[課題 1]:
人工知能と量子コンピュータについてのページから、「BQP(量子コンピュータで多」から「れないだろうと考えています。」までの部分を一字一句そのまま書き写してください。

人工知能と量子コンピュータ
2018/11/19 「人工知能と量子コンピュータ -- NP-完全問題とその含意」概説
量子コンピュータが、人間の認識の「限界」をどのように拡大するかは、人工知能の未来を考える上で、重要な問題です。
BQP(量子コンピュータで多項式時間で解ける問題のクラス)が、P(古典的コンピュータで多項式時間で解ける問題のクラス)を完全に包含していることの発見と、その応用としてのShorの素因数分解アルゴリズムの発見は、今なお、量子複雑性理論と量子アルゴリズムの金字塔です。
残念なことに、多くの数学者は、複雑性の階層の中のNP完全のクラスは、BQPに含まれないだろうと考えています。
ただ、NP完全の問題に、量子コンピュータが、「近似的」に取り組むことは可能です。講演では、こうした「量子最適化」と呼ばれる問題群(QAOAあるいはVQE)の取り組みを紹介しようと思います。
新しい量子アルゴリズムの発展はめざましいものがあるのですが、講演では、もう一つのトピックとして、これらの取り組みで多く利用されている、QRAM(量子ランダムアクセスメモリー)というアーキテクチャーを紹介します。

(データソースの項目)
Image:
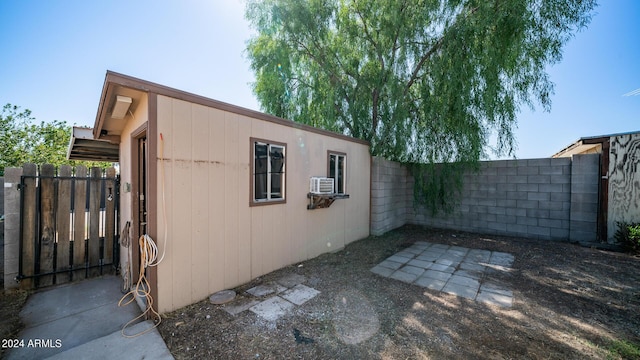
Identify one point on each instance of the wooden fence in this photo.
(68, 224)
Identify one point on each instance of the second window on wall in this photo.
(268, 171)
(338, 171)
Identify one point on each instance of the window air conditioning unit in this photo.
(320, 185)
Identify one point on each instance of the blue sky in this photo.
(55, 55)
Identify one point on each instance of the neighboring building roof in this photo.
(588, 145)
(84, 147)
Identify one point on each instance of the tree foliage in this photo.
(424, 81)
(22, 140)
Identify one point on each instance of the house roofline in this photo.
(151, 87)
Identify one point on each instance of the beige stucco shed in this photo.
(225, 188)
(619, 190)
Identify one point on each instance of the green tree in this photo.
(424, 81)
(22, 140)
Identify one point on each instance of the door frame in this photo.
(148, 130)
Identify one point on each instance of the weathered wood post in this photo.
(63, 219)
(79, 222)
(29, 223)
(47, 223)
(94, 220)
(11, 226)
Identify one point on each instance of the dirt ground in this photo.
(570, 302)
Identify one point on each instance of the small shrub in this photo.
(628, 236)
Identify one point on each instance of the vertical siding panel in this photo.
(200, 195)
(244, 214)
(281, 248)
(257, 245)
(166, 268)
(166, 271)
(182, 202)
(216, 200)
(266, 239)
(231, 201)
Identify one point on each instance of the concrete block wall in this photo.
(526, 198)
(529, 198)
(390, 189)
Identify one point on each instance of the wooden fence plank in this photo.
(109, 233)
(28, 226)
(79, 224)
(47, 223)
(63, 259)
(94, 221)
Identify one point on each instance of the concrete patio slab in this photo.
(468, 292)
(391, 264)
(500, 258)
(82, 317)
(114, 346)
(382, 271)
(272, 309)
(438, 275)
(495, 298)
(403, 276)
(430, 283)
(240, 305)
(266, 289)
(291, 280)
(299, 294)
(453, 269)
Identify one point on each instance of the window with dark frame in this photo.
(268, 171)
(337, 171)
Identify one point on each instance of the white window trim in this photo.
(344, 171)
(269, 198)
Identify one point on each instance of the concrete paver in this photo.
(456, 270)
(273, 300)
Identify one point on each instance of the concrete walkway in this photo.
(452, 269)
(83, 321)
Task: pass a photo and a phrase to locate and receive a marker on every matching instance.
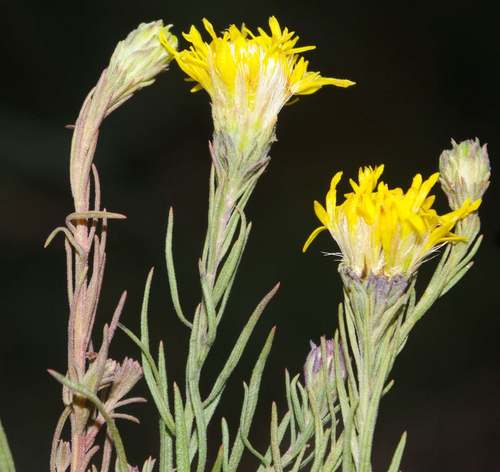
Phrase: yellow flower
(382, 231)
(248, 76)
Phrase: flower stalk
(95, 385)
(384, 235)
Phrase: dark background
(426, 72)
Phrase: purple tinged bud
(313, 371)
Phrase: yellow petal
(312, 236)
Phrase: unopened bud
(464, 172)
(314, 373)
(139, 58)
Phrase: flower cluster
(248, 76)
(383, 231)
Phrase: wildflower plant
(383, 235)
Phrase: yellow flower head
(248, 76)
(382, 231)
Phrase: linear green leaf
(6, 460)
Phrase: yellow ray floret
(243, 61)
(386, 231)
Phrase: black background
(425, 71)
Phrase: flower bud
(314, 375)
(139, 58)
(465, 171)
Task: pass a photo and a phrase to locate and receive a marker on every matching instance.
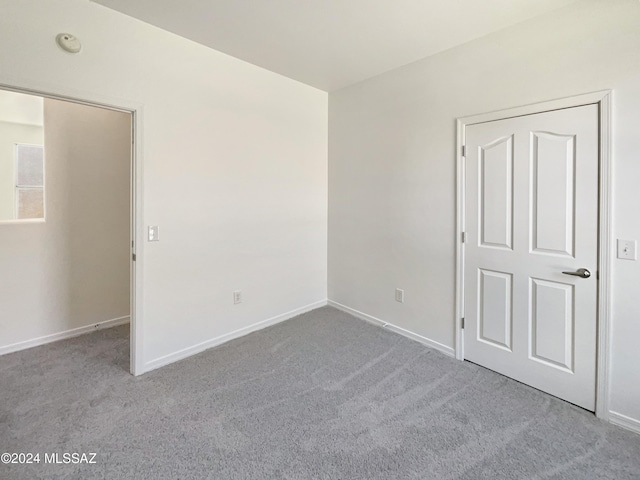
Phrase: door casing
(603, 100)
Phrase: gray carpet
(321, 396)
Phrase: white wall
(234, 158)
(72, 270)
(10, 134)
(392, 166)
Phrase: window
(29, 198)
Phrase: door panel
(552, 175)
(531, 210)
(496, 193)
(552, 323)
(495, 308)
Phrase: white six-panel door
(531, 213)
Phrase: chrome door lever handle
(581, 272)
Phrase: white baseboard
(625, 422)
(214, 342)
(54, 337)
(394, 328)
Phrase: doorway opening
(67, 219)
(519, 311)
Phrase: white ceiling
(330, 44)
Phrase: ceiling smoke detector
(68, 43)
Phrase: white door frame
(603, 100)
(136, 366)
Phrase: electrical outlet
(237, 297)
(627, 249)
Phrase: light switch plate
(627, 249)
(154, 233)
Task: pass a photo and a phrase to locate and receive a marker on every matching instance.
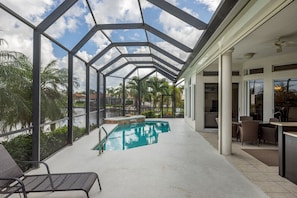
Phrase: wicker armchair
(249, 131)
(269, 132)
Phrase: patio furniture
(241, 118)
(13, 179)
(249, 131)
(269, 132)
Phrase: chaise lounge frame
(13, 180)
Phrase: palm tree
(132, 87)
(16, 90)
(159, 87)
(53, 85)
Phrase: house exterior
(247, 67)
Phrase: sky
(77, 21)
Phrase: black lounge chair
(13, 180)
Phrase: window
(256, 99)
(285, 99)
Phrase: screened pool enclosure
(66, 65)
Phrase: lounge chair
(13, 180)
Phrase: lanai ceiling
(125, 38)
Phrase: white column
(226, 103)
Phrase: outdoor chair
(269, 132)
(13, 180)
(249, 131)
(241, 118)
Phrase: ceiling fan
(280, 44)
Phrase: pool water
(134, 135)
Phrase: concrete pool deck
(181, 164)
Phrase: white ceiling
(261, 41)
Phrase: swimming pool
(129, 136)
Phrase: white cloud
(211, 4)
(179, 30)
(33, 10)
(107, 11)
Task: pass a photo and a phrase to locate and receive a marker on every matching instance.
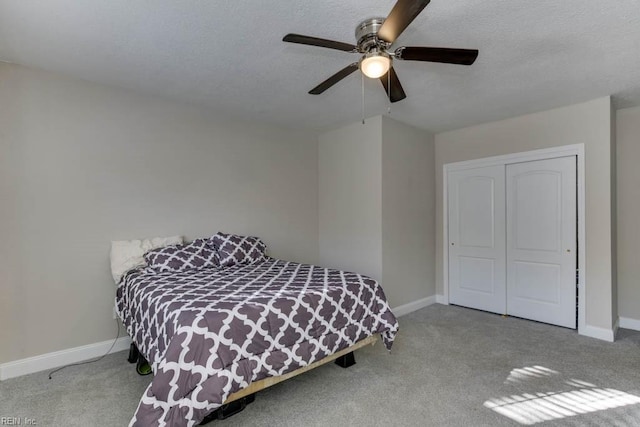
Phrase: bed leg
(346, 361)
(133, 354)
(230, 409)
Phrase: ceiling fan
(374, 39)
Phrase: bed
(209, 334)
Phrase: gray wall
(408, 212)
(82, 164)
(588, 123)
(350, 201)
(628, 178)
(376, 204)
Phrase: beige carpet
(450, 366)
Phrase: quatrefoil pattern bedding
(209, 333)
(233, 249)
(192, 256)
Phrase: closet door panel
(541, 240)
(476, 221)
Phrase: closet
(512, 239)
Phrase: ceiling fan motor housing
(366, 35)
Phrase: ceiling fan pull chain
(389, 91)
(362, 78)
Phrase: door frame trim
(527, 156)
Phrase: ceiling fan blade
(314, 41)
(402, 14)
(334, 79)
(397, 93)
(437, 54)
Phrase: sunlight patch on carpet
(537, 407)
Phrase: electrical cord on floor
(94, 360)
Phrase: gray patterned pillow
(233, 249)
(192, 256)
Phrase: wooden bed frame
(269, 381)
(237, 401)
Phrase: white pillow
(128, 254)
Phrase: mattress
(209, 333)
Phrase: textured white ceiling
(228, 55)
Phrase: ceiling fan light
(375, 65)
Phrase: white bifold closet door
(541, 240)
(477, 269)
(512, 239)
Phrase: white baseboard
(440, 299)
(56, 359)
(599, 333)
(627, 323)
(413, 306)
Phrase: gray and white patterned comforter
(209, 333)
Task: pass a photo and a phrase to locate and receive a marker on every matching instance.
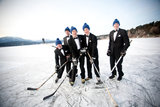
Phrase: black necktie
(76, 38)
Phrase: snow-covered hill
(29, 66)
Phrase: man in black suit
(118, 45)
(60, 56)
(65, 39)
(90, 42)
(75, 45)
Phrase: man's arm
(94, 45)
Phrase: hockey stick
(93, 63)
(105, 87)
(57, 87)
(47, 79)
(118, 61)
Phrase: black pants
(74, 71)
(68, 67)
(113, 60)
(81, 60)
(60, 72)
(89, 67)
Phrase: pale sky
(34, 19)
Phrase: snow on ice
(30, 66)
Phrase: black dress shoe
(112, 76)
(119, 78)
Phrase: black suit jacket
(92, 45)
(73, 47)
(66, 45)
(121, 42)
(60, 56)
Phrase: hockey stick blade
(48, 96)
(31, 88)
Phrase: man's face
(59, 46)
(116, 26)
(86, 31)
(74, 33)
(67, 33)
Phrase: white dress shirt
(77, 43)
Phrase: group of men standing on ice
(77, 47)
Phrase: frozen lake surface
(29, 66)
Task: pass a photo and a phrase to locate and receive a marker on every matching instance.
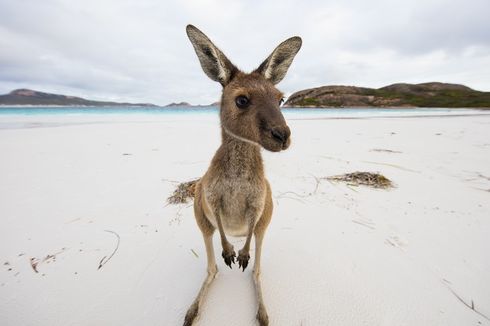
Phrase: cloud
(138, 51)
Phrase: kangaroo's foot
(243, 258)
(262, 316)
(228, 254)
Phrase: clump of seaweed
(369, 179)
(183, 193)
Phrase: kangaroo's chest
(237, 201)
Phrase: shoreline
(412, 255)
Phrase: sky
(137, 50)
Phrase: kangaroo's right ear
(214, 63)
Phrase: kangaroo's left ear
(275, 67)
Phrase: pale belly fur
(237, 211)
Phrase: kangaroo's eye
(242, 101)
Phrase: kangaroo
(234, 196)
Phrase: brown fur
(234, 196)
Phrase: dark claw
(229, 258)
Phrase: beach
(87, 236)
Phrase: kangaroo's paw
(228, 254)
(191, 314)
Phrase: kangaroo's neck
(238, 157)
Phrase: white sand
(333, 255)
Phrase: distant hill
(177, 104)
(31, 97)
(397, 95)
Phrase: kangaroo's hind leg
(207, 230)
(260, 228)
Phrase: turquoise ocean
(28, 116)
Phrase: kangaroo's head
(250, 103)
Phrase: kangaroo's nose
(281, 134)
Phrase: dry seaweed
(183, 193)
(369, 179)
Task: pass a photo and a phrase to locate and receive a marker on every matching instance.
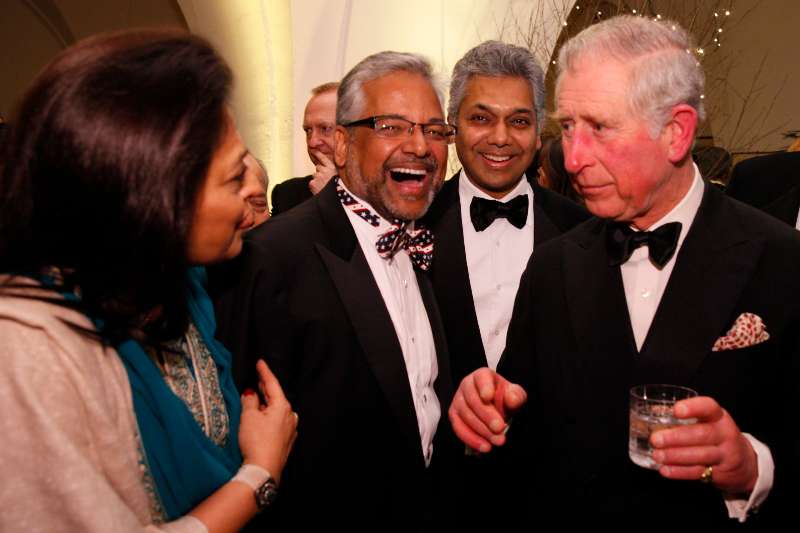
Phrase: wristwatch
(266, 494)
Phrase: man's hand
(714, 440)
(325, 170)
(481, 407)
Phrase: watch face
(266, 493)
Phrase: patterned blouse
(191, 373)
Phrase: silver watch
(266, 494)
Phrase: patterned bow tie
(483, 212)
(661, 243)
(417, 242)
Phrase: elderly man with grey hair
(334, 296)
(488, 217)
(673, 283)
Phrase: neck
(668, 195)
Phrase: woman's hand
(267, 432)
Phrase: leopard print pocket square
(748, 330)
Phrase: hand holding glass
(651, 410)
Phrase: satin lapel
(598, 312)
(713, 266)
(444, 383)
(543, 228)
(368, 315)
(451, 278)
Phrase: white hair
(495, 59)
(664, 72)
(350, 95)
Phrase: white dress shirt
(397, 283)
(644, 286)
(496, 258)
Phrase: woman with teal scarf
(122, 174)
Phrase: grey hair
(350, 96)
(495, 59)
(664, 72)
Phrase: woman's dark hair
(102, 166)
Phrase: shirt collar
(383, 226)
(467, 189)
(685, 211)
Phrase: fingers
(690, 435)
(702, 408)
(250, 400)
(467, 436)
(324, 160)
(477, 434)
(268, 383)
(689, 473)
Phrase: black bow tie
(621, 241)
(483, 212)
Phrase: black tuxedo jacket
(304, 298)
(759, 181)
(571, 346)
(786, 207)
(553, 214)
(290, 193)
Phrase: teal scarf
(185, 464)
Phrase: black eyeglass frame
(372, 122)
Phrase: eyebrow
(487, 107)
(432, 120)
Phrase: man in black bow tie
(672, 283)
(489, 216)
(334, 296)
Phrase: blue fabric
(185, 464)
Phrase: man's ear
(340, 146)
(680, 132)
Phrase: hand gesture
(481, 407)
(267, 432)
(325, 170)
(686, 452)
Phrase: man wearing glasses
(319, 123)
(333, 295)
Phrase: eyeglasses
(391, 127)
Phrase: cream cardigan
(69, 442)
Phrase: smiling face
(319, 123)
(221, 213)
(618, 168)
(496, 137)
(397, 176)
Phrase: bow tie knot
(621, 241)
(483, 212)
(417, 242)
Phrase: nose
(314, 139)
(498, 136)
(577, 151)
(417, 143)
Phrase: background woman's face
(221, 214)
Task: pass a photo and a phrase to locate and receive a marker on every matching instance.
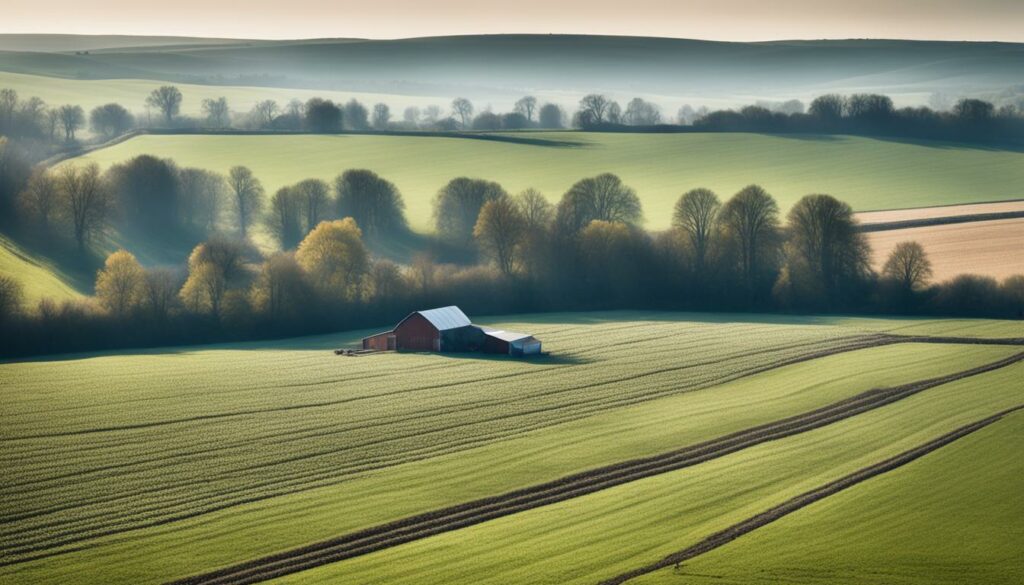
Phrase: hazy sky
(723, 19)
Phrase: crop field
(650, 430)
(132, 93)
(870, 174)
(39, 278)
(940, 212)
(988, 248)
(979, 479)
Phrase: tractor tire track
(469, 513)
(735, 531)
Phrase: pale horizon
(738, 21)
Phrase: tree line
(587, 251)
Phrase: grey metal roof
(509, 336)
(446, 318)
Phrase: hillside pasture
(939, 212)
(39, 278)
(598, 536)
(932, 521)
(144, 466)
(867, 173)
(988, 248)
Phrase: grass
(955, 512)
(988, 248)
(867, 173)
(40, 279)
(248, 449)
(598, 536)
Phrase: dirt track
(454, 517)
(735, 531)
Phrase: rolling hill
(498, 68)
(194, 459)
(867, 173)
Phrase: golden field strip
(988, 248)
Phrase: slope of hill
(499, 66)
(39, 277)
(867, 173)
(185, 461)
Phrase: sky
(717, 19)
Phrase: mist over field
(495, 70)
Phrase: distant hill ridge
(497, 65)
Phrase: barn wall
(495, 345)
(378, 341)
(416, 334)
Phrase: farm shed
(444, 329)
(510, 342)
(448, 329)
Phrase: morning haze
(718, 19)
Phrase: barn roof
(445, 318)
(509, 336)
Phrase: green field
(151, 465)
(39, 278)
(867, 173)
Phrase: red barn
(444, 329)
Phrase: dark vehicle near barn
(448, 329)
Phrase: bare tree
(908, 266)
(264, 112)
(641, 113)
(536, 209)
(314, 201)
(431, 114)
(595, 107)
(526, 106)
(11, 297)
(695, 215)
(85, 201)
(412, 115)
(72, 118)
(167, 99)
(463, 109)
(500, 230)
(248, 197)
(551, 116)
(382, 116)
(217, 113)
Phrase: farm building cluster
(448, 329)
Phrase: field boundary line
(726, 536)
(445, 519)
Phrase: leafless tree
(908, 265)
(264, 112)
(604, 198)
(526, 106)
(752, 218)
(382, 116)
(248, 196)
(85, 201)
(217, 113)
(72, 118)
(463, 109)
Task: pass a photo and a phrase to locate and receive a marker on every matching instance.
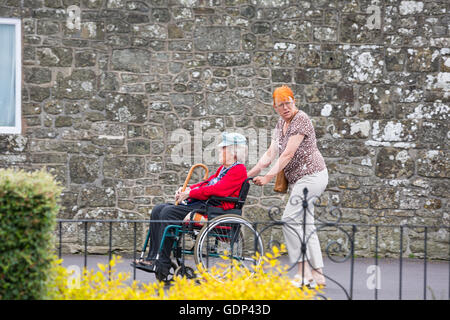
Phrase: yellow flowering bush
(268, 281)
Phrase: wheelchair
(216, 233)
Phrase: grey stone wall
(102, 95)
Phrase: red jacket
(229, 186)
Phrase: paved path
(437, 277)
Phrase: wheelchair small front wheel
(183, 271)
(228, 239)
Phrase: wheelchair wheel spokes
(225, 242)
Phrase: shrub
(266, 282)
(28, 208)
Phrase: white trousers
(293, 215)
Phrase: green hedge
(28, 209)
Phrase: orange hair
(282, 94)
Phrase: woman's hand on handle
(182, 195)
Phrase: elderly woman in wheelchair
(222, 195)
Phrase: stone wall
(107, 82)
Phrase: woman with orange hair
(295, 146)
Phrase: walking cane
(191, 171)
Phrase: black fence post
(134, 250)
(85, 244)
(376, 263)
(110, 251)
(60, 240)
(352, 264)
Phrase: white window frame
(17, 128)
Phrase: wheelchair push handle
(191, 171)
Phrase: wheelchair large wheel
(231, 236)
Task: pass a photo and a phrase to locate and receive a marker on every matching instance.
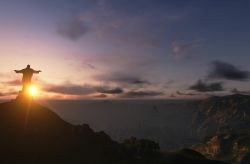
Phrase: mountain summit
(31, 133)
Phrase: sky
(126, 49)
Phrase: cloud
(139, 94)
(201, 86)
(88, 65)
(8, 93)
(236, 91)
(100, 96)
(185, 93)
(107, 90)
(121, 78)
(71, 89)
(180, 48)
(222, 70)
(72, 28)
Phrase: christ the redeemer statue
(27, 76)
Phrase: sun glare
(33, 90)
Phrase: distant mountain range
(203, 125)
(31, 133)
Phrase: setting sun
(33, 90)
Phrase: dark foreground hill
(31, 133)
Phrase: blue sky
(127, 48)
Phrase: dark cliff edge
(31, 133)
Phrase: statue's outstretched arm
(37, 71)
(19, 71)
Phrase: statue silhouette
(27, 76)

[課題 2]:
レコードの中で文字列「grey」を含む行をすべて特定してください。大文字と小文字は区別します。

[解答 1]:
BQP(量子コンピュータで多項式時間で解ける問題のクラス)が、P(古典的コンピュータで多項式時間で解ける問題のクラス)を完全に包含していることの発見と、その応用としてのShorの素因数分解アルゴリズムの発見は、今なお、量子複雑性理論と量子アルゴリズムの金字塔です。
残念なことに、多くの数学者は、複雑性の階層の中のNP完全のクラスは、BQPに含まれないだろうと考えています。

[解答 2]:
Phrase: elderly man with grey hair
Phrase: grey hair
Phrase: grey metal roof
Phrase: grey stone wall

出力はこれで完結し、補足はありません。